# Is Corriente a good brand?



## COWCHICK77 (Jun 21, 2010)

That is about what that saddle goes for new and shipped to you. For the price they are good saddles but if you are not interested in a team roping saddle specifically look at their website and give them a call if you find something you like better. Also note that all of their saddles are on Full QH bars(if I remember right).


----------



## Horsecrazy4 (Nov 24, 2012)

I have a corriente roping saddle I love it. Bought it used also from a friend it is 10 yrs old trophy saddle.. Last yr bought my daughter a new barrel saddle from them n she loves it  once we got it everyone was amazed with the quality for the price. Also a really good friend ropes n wife barrel races and both ride in high end saddles (billy cook Santa Fe) and said if they ever get a new saddle they would get a corriente. They are really good saddles and also made in US 
_Posted via Mobile Device_


----------



## Wanstrom Horses (Dec 23, 2012)

Corrientes are fine starter saddles. They are usually solid and built pretty well, they are a factory made saddle, so they may have minor flaws here and there but overall they are great for a starter saddle for everyday riding. Looks like its in good condition to me.


----------



## farmersdaughter99 (Jan 4, 2013)

I'm just going to mostly be trail riding, training, and working around the ranch in this saddle so I think it would work ,but if they sell at that price new maybe I'll give them call.


----------



## Horsecrazy4 (Nov 24, 2012)

When u call them u will talk to the people that make them and they r very nice.. And yes u can get a new one for that price or cheaper  for my daughters it cost $550 shipped to my door and it came w a really cool hat lol that was to Indiana
_Posted via Mobile Device_


----------



## farmersdaughter99 (Jan 4, 2013)

Ok, thank you so much!!! What kind of saddle did you get for you daughter, horsecrazy4? A hat too is awesome!!


----------



## Poseidon (Oct 1, 2010)

___

• Problems to solve
1. From the forum thread on Corriente saddles, extract the passage word for word, starting at "That is about" and ending after "I remember right).".
2. Continue the forum thread on whether Corriente makes good saddles, picking up right after its final line.

___

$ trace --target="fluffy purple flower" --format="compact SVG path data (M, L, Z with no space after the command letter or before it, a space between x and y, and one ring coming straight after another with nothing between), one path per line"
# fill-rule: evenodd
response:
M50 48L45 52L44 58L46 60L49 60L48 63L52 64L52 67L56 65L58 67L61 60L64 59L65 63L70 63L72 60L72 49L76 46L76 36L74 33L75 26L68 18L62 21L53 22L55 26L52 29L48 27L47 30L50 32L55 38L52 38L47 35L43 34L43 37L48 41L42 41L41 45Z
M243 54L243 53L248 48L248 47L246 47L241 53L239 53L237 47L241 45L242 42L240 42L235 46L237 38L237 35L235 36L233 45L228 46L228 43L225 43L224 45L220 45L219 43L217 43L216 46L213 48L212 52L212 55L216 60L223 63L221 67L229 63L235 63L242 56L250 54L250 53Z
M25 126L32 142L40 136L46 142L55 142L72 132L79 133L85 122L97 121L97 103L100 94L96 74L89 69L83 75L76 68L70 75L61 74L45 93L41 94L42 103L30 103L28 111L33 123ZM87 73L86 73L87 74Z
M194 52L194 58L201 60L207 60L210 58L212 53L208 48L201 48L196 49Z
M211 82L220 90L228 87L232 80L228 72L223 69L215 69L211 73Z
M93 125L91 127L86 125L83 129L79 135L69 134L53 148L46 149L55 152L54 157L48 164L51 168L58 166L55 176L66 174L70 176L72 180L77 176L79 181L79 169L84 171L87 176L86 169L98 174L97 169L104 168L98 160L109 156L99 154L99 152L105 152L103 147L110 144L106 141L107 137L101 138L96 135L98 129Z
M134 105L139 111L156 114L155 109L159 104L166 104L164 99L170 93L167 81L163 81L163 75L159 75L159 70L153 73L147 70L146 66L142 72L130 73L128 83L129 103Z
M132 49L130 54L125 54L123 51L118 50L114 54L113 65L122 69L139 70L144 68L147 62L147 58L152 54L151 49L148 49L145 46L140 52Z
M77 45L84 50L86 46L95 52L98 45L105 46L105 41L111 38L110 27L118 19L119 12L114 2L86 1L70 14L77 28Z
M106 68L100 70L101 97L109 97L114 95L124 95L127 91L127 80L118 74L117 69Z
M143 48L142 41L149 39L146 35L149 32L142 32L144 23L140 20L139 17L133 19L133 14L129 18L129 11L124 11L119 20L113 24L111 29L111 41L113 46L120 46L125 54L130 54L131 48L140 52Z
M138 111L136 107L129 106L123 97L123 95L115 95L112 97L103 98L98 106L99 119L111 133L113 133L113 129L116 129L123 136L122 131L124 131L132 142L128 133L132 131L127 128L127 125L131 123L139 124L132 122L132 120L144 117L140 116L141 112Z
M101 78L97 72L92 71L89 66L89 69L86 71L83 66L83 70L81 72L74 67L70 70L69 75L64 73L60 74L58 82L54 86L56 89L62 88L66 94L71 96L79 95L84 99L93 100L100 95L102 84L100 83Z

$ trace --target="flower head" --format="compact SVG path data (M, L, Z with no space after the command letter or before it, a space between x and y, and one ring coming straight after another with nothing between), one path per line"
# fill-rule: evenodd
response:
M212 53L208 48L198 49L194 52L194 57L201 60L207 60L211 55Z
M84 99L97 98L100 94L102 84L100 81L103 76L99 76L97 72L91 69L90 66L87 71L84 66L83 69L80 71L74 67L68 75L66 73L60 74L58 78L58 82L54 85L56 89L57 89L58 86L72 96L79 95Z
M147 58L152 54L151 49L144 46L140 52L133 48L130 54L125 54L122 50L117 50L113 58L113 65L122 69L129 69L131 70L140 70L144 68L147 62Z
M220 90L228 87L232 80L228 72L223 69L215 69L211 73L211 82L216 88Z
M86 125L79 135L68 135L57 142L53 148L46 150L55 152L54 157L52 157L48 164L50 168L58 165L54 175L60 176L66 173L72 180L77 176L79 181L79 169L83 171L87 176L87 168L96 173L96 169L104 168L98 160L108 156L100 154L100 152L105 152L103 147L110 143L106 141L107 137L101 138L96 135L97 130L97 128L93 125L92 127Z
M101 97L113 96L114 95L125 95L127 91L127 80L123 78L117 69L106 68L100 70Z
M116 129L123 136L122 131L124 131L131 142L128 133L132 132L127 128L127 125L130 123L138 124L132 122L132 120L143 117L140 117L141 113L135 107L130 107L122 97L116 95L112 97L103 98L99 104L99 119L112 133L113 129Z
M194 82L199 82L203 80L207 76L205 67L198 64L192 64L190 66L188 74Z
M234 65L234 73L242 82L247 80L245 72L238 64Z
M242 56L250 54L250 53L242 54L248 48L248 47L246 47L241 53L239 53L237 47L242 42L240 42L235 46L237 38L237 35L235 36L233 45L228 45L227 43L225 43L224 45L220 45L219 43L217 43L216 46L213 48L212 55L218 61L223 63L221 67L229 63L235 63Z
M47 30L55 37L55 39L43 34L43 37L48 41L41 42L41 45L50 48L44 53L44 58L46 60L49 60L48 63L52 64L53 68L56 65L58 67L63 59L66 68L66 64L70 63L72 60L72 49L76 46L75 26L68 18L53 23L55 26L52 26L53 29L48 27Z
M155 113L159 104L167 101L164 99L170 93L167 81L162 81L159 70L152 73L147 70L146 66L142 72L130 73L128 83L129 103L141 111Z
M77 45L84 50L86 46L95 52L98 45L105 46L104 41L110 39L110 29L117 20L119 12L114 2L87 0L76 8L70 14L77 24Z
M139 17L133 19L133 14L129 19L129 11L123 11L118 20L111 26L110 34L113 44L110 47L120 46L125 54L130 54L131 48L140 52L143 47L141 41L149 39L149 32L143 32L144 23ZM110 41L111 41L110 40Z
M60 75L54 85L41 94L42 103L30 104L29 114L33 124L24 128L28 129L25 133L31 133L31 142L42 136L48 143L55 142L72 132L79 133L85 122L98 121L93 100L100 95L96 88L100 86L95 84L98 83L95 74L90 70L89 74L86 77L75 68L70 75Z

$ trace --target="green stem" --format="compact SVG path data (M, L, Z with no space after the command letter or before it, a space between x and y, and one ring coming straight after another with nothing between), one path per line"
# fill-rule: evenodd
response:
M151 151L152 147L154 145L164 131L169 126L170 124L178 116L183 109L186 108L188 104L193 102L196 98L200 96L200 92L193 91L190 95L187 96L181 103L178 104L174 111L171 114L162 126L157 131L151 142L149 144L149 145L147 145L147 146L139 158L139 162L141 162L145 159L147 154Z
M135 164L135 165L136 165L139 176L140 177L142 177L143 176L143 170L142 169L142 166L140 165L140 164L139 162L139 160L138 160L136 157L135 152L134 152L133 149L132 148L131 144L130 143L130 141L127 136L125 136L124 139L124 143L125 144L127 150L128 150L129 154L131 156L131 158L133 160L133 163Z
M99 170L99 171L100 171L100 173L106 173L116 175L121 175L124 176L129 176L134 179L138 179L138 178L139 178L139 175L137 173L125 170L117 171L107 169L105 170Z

___

• Set of answers
1.
That is about what that saddle goes for new and shipped to you. For the price they are good saddles but if you are not interested in a team roping saddle specifically look at their website and give them a call if you find something you like better. Also note that all of their saddles are on Full QH bars(if I remember right).

2.
I have one that I love. Like mentioned, they are very nice quality for the price. The only downside has been mentioned: they only make 7" gullets, so if you don't have a wide horse, they probably won't be the company for you.

I have a barrel saddle that I use for trail riding and enjoy, so I can't speak for their ranch saddles. The user Smrobs uses one for ranch work and she is a big advocate for them.


----------



## Horsecrazy4 (Nov 24, 2012)

This is the barrel saddle I bought her  ya my hubby is always saying he got the saddle free and paid for hat lol.







.








_Posted via Mobile Device_


----------



## farmersdaughter99 (Jan 4, 2013)

Cute!!! Thanks for the pics!!


----------



## Horsecrazy4 (Nov 24, 2012)

Ty  no problem ur welcome
_Posted via Mobile Device_


----------



## 2BigReds (Oct 7, 2011)

I got a Corriente reining saddle for $650 shipped to California, brand new, from their bargain bin and I've heard that their customs aren't much more than that. Yes it has a few minor flaws, but nobody notices when they see how shiny and pretty it is!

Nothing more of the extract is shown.